EXERCISE REQUIREMENTS
Produce an exact transcription of the listing below, omitting the pictures.

STORED DATA

----

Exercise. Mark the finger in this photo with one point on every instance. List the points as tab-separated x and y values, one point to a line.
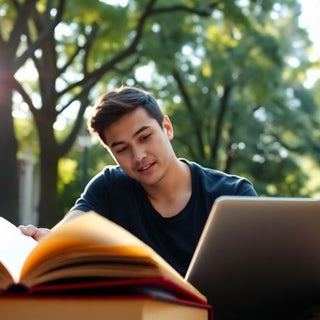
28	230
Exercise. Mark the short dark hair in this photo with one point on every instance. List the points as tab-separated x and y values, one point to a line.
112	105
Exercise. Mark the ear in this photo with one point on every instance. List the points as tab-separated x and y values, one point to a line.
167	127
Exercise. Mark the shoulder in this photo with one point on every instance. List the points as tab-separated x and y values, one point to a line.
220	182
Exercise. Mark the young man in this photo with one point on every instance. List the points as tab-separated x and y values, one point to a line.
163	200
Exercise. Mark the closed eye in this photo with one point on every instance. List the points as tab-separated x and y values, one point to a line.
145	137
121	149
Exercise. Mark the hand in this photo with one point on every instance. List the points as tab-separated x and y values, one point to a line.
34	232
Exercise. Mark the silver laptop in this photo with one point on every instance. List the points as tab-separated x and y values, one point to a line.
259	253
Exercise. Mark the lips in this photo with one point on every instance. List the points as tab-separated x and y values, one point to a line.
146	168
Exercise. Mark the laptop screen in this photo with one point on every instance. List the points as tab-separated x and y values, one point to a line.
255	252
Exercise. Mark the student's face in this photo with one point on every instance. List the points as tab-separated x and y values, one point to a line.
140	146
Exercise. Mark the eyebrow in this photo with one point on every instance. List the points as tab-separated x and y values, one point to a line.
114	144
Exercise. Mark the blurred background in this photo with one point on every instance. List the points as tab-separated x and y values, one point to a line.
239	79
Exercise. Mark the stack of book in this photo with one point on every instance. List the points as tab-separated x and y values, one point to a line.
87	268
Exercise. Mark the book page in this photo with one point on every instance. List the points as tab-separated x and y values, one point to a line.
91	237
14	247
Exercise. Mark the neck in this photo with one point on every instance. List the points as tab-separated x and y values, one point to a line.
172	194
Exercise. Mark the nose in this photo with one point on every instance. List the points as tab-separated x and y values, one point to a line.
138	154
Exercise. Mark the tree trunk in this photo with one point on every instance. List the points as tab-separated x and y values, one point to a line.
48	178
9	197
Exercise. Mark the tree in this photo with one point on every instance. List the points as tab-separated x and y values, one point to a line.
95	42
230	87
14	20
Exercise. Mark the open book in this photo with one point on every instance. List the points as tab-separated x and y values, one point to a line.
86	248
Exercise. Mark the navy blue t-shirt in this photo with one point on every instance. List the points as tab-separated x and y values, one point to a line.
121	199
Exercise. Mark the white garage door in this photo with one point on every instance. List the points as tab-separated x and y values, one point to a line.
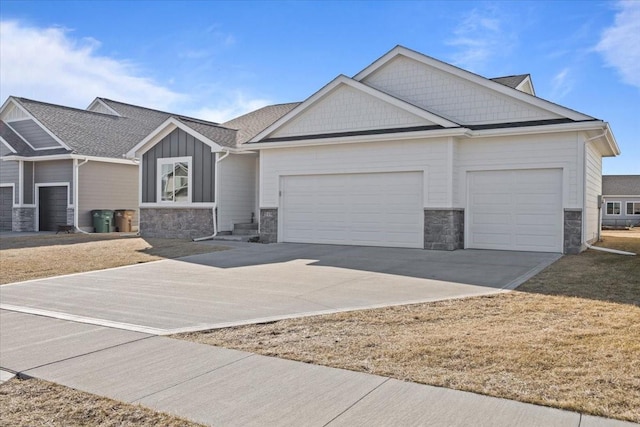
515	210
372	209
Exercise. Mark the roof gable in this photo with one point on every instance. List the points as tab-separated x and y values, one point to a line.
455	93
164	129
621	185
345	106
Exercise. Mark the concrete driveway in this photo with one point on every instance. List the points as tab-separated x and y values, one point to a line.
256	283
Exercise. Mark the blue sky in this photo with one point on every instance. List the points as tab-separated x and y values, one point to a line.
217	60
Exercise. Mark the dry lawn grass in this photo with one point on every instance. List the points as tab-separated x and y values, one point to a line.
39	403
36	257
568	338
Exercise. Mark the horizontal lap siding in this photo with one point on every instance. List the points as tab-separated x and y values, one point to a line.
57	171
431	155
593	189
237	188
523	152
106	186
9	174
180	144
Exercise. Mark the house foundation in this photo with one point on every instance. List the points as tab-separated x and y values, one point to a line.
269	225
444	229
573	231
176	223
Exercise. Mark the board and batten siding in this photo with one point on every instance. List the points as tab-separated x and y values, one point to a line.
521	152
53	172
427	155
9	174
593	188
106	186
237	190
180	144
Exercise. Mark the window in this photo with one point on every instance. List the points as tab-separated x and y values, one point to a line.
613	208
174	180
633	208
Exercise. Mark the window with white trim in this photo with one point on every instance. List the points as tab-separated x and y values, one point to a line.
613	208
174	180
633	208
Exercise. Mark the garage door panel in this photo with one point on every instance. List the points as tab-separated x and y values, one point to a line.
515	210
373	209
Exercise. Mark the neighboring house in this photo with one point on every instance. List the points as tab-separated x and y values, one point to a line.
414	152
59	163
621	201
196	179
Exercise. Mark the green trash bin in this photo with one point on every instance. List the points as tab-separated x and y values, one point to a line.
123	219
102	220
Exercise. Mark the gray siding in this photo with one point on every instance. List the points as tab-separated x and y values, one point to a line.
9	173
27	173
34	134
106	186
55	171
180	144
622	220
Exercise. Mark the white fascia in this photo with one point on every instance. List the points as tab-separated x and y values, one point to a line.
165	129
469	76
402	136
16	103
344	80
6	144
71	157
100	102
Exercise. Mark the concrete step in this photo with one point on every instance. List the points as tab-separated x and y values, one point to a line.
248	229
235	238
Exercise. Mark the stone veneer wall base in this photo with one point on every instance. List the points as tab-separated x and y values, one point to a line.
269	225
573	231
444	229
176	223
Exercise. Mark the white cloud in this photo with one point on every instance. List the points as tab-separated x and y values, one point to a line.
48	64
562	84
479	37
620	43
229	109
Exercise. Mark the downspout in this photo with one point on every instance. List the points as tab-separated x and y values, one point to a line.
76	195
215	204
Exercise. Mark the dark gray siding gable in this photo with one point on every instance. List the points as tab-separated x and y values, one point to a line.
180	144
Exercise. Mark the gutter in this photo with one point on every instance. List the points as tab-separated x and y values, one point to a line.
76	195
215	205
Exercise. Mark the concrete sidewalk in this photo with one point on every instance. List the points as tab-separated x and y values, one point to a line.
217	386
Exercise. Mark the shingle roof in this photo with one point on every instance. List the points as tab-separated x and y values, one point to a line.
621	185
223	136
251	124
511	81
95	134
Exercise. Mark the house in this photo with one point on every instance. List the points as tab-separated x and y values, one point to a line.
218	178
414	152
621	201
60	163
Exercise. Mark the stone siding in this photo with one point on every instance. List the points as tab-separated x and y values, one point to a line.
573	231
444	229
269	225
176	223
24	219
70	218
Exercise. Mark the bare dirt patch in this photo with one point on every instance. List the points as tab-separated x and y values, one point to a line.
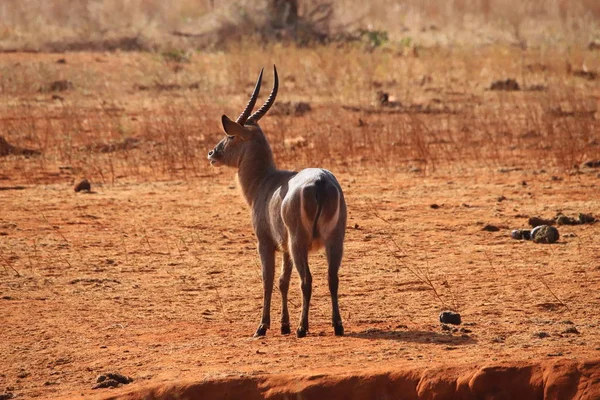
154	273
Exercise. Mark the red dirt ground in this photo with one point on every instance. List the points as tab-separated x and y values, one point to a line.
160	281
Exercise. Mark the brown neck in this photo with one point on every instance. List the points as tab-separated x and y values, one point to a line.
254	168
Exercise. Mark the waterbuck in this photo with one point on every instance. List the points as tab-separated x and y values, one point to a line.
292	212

----

TASK RESPONSE
Exercise. Mark the finger in this photo with one point on every instance. List the points as tab-separated x and y values, one point to a line.
28	230
Exercise. Mark the short dark hair in this photo with one point on every instance. List the points as tab-separated x and y values, one point to a line.
112	105
Exercise. Mark the ear in this photo with one point on every instance. List the points as tab-separated x and y values, one point to a line.
167	127
Exercise. Mark the shoulder in this photo with one point on every instance. List the points as tab-separated x and y values, one point to a line.
220	182
Exercise. Mark the young man in this photo with one point on every instance. List the points as tab-separated x and y values, one point to a line.
163	200
Exercise. Mark the closed eye in this photo with one point on every instance. List the points as tab-separated x and y values, one point to a line.
145	137
121	149
Exercise. Mark the hand in this photo with one point on every instance. List the points as tab-separated x and y values, one point to a line.
34	232
Exercise. Mark the silver laptop in this photo with one point on every instance. List the points as tab-separated x and y values, one point to a line.
259	253
Exercise. Mark the lips in this photo with one point on every instance. List the points as tab-separated x and y values, one point to a line.
146	168
Exercise. Mark the laptop screen in this photo with one point on every instance. List the points as tab-separated x and y values, one point to a line.
255	252
Exercise. Mark the student's face in this photo with one point on every instance. List the points as tab-separated x and y values, one point to a line.
140	146
Exercise. Mark the eyebrow in this photo with one point on every instance. List the points as tab-separated x and y values, one point to a line.
114	144
Exercise. Mark the blurred background in this photo with one point on every instance. List the points as tab-separated x and y values, one point to a line.
239	79
Exercise. Mark the stack of book in this photo with one point on every instance. List the points as tab-separated x and y values, one point to a line.
87	268
Exercise. Mark the book page in this photo with one point on every instance. List the points as tab-separated x and y values, one point to a line.
91	237
14	247
Exercise. Mark the neck in this photo with one point on every instance. List the points as tab-separated x and y values, one point to a line.
172	194
Exercise. Mark the nose in this photo with one point on every instance. List the points as tab-separated x and y values, one point to a line.
138	154
Exercise. Mark the tree trunk in this photo with one point on every instance. List the points as tab-separated x and y values, one point to a line.
48	178
9	197
Exercise. Mark the tree in this photo with one point on every instance. List the points as tab-separated x and y values, one point to a line.
95	42
230	87
14	20
Exercise. Mark the open book in this photo with one point on every instance. List the points as tab-separated x and y values, one point to a line.
86	248
Exercise. Mark the navy blue t-shirt in this photo with one point on every instance. List the points as tab-separated x and y values, one point to a line.
121	199
Exercise. Mark the white garage door in this photo with one point on every instance. List the points as tab-separated x and y values, one point to a line.
515	210
372	209
Exercise. Mark the roof gable in this photo with one point on every instance. List the points as tab-separated x and y values, one point to a line.
455	93
164	129
621	185
345	106
Exercise. Mark the concrete driveway in this photo with one point on every instance. List the points as tab-separated x and y values, one point to a line.
256	283
Exercise. Mark the blue sky in this photo with one point on every instance. List the points as tab-separated x and y values, one point to a line.
217	60
Exercise. Mark the dry lawn grass in this photo with one point on every instance. List the points as tab-separated x and y values, one point to a line.
39	403
36	257
568	338
Exercise. Mark the horizontal lap siding in this photo with one point on every instance. List the points as tab-separated x and y values, one point to a line.
57	171
431	155
593	189
237	188
523	152
106	186
9	174
180	144
Exercise. Mark the house foundation in this photo with one point on every instance. List the points as tab-separated x and y values, one point to a line.
269	225
444	229
573	231
176	223
Exercise. Mark the board and batten siding in this photo with one point on every instance. List the points as tab-separated x and y values, one point to a line.
521	152
53	172
427	155
9	174
593	188
106	186
237	190
180	144
Exercise. Mark the window in this photo with one point on every instance. List the points as tab-separated x and y values, one point to a line.
613	208
174	180
633	208
Exercise. Mark the window with white trim in this photo with one point on every instance. List the points as tab-separated x and y values, one point to a line.
613	208
174	180
633	208
Exercise. Mark the garage door panel in this photo with one point on every instance. List the points as tab-separated x and y values, one point to a line.
515	210
373	209
Exercise. Mark the neighboring house in this photo with one point on every instance. List the points as tab-separated x and y values, one point to a line.
414	152
59	163
621	201
196	179
Exercise. Mark the green trash bin in this photo with one point on every instance. List the points as tab-separated x and y values, one point to a line.
123	219
102	220
Exercise. Mark the gray siding in this photo with one point on every instance. List the points as tab-separated x and y values, one point to a line.
9	173
27	173
34	134
106	186
55	171
180	144
622	220
Exercise. Mark the white fascia in this photo with one point on every instance. List the points as tab-separated x and y values, one point to a line.
165	129
469	76
402	136
16	103
344	80
6	144
71	157
100	102
Exercise. Mark the concrete step in this photo with one point on every instance. List the points as tab-separated x and y values, one point to a line.
248	229
235	238
Exercise. Mark the stone veneer wall base in this photo with one point on every instance. List the points as tab-separated x and y values, one point to a line.
269	225
573	231
444	229
176	223
Exercise. Mark the white cloud in this photo with one point on every instance. List the points as tab-separated x and y values, one point to a line.
48	64
562	84
479	37
620	43
229	109
Exercise. Mark the downspout in this photo with one point on every instance. List the points as tab-separated x and y values, one point to a line.
76	195
215	204
Exercise. Mark the dark gray siding gable in this photo with one point on every instance. List the points as tab-separated x and y values, one point to a line.
180	144
Exercise. Mark the gutter in this photo with one point on every instance. List the points as tab-separated x and y values, one point to a line.
76	195
215	205
Exercise. Mark the concrete sidewalk in this photo with one point on every instance. List the points as tab-separated x and y values, one point to a line.
217	386
Exercise. Mark the shingle roof in this photo with one point on every instance. List the points as tab-separated x and y values, one point to a line.
621	185
223	136
251	124
511	81
95	134
Exercise. Mark the house in this photo with one point on every instance. List the points as tab-separated x and y values, one point to a line.
218	178
414	152
621	201
60	163
Exercise. Mark the stone siding in this photo with one point on every instance. List the points as tab-separated x and y values, one point to a line.
573	231
444	229
269	225
176	223
24	219
70	218
Exercise. Mark the bare dirt patch in this photo with one point on every instance. List the points as tab-separated x and y values, one point to a line.
154	273
Exercise. Mark the red dirt ground in this photo with one point on every instance. List the points as tab-separated x and y values, one point to a line.
160	281
Exercise. Mark the brown neck in this photo with one point on every instance. List the points as tab-separated x and y values, one point to a line.
254	168
Exercise. Mark the waterbuck in this photo with one point on every instance. List the points as tab-separated x and y values, one point to a line.
292	212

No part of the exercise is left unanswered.